> Consigne 1: Recopiez le passage de l'extrait sur les dieux à forme animale qui va de "Dans l’ancien monde, nous" jusqu'à "peu près universel.".
> Consigne 2: Donnez toutes les mythologies que l'extrait sur les dieux à forme animale désigne par leur nom.

> Extrait du texte:

──────────

Dans l’ancien monde, nous voyons persister longtemps, un peu partout, le culte de dieux à forme partiellement animale dans les religions de l’Inde et de l’Extrême-Orient, comme dans celles du monde méditerranéen, en Égypte, en Asie Mineure, en Crète et même en Grèce, où des divinités à forme animale se sont maintenues jusqu’à l’époque classique, dans quelques régions reculées et attardées, comme l’Arcadie. Il s’en rencontre de pareilles dans les mythologies celtique, germanique, scandinave, slave, etc. Bref, le zoomorphisme, au moins partiel, des êtres divins semble avoir été longtemps à peu près universel.

──────────

> Données:
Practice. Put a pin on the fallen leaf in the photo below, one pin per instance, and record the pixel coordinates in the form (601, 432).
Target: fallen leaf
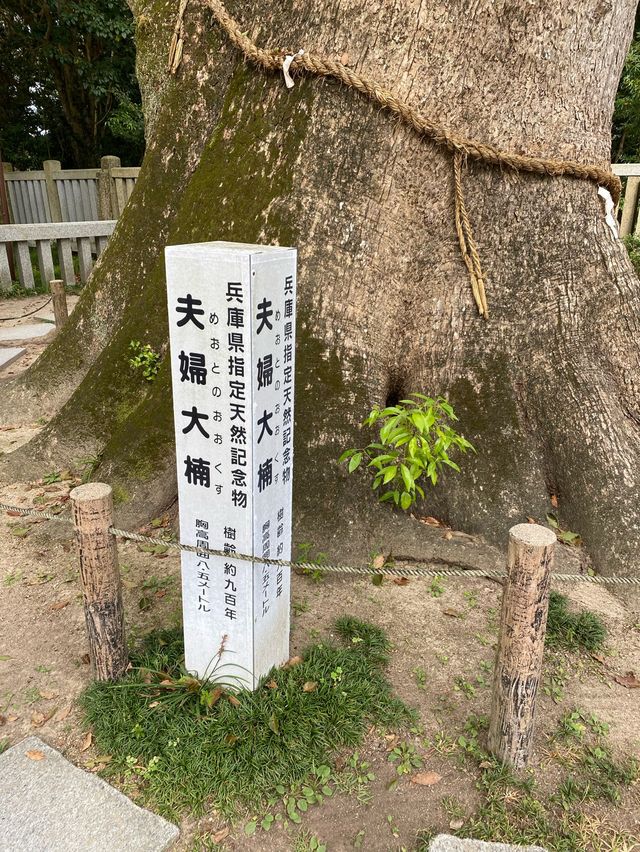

──────────

> Bonne réponse 1:
Dans l’ancien monde, nous voyons persister longtemps, un peu partout, le culte de dieux à forme partiellement animale dans les religions de l’Inde et de l’Extrême-Orient, comme dans celles du monde méditerranéen, en Égypte, en Asie Mineure, en Crète et même en Grèce, où des divinités à forme animale se sont maintenues jusqu’à l’époque classique, dans quelques régions reculées et attardées, comme l’Arcadie. Il s’en rencontre de pareilles dans les mythologies celtique, germanique, scandinave, slave, etc. Bref, le zoomorphisme, au moins partiel, des êtres divins semble avoir été longtemps à peu près universel.

> Bonne réponse 2: celtique, germanique, scandinave, slave